## PROBLEMS TO SOLVE
**a)** Write out the part of the research grants excerpt word for word, starting at "Bond academics have" and ending at "Facilities (LIEF) program.".
**b)** Name every organization the research grants excerpt gives as a partner in the Chronic Fatigue Syndrome project.

## EXCERPT TO READ
Bond academics have secured three significant external research grants totalling over $1.4 million within the last month, continuing the great momentum of research activity at the University.

In one of the largest nationally competitive grants that Bond has received, Associate Professor Sonya Marshall-Gradisnik and Dr Donald Staines were awarded $831,037 over four years by the Mason Foundation to advance their ground-breaking research into identifying the cause and possible treatment of Chronic Fatigue Syndrome (CFS).

As part of Bond’s Public Health and Neuroimmunology Unit (PHANU), they will partner with Queensland Health, Stanford University and Incline Village Medical Centre in Nevada for what will be the largest ever collaborative international CFS project.

The grant was part of the Australian Research Council’s (ARC) Linkage Infrastructure, Equipment and Facilities (LIEF) program.

Associate Professor Julia Henker was also recognised by the ARC, obtaining a Discovery Early Career Researcher Award (DECRA) for her project investigating factors intended to prevent financial asset price bubbles and crashes. Her successful grant application follows her receipt of a Bond University Vice Chancellor’s research grant for 2010-2011 as seed funds to pursue a pilot study.

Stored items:
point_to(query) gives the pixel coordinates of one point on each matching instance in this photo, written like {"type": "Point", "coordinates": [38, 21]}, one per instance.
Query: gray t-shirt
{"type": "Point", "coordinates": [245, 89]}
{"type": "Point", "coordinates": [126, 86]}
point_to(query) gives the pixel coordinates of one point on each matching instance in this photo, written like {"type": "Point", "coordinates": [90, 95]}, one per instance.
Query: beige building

## TASK-BY-TASK RESULTS
**a)**
Bond academics have secured three significant external research grants totalling over $1.4 million within the last month, continuing the great momentum of research activity at the University.

In one of the largest nationally competitive grants that Bond has received, Associate Professor Sonya Marshall-Gradisnik and Dr Donald Staines were awarded $831,037 over four years by the Mason Foundation to advance their ground-breaking research into identifying the cause and possible treatment of Chronic Fatigue Syndrome (CFS).

As part of Bond’s Public Health and Neuroimmunology Unit (PHANU), they will partner with Queensland Health, Stanford University and Incline Village Medical Centre in Nevada for what will be the largest ever collaborative international CFS project.

The grant was part of the Australian Research Council’s (ARC) Linkage Infrastructure, Equipment and Facilities (LIEF) program.

**b)**
- Queensland Health
- Stanford University
- Incline Village Medical Centre in Nevada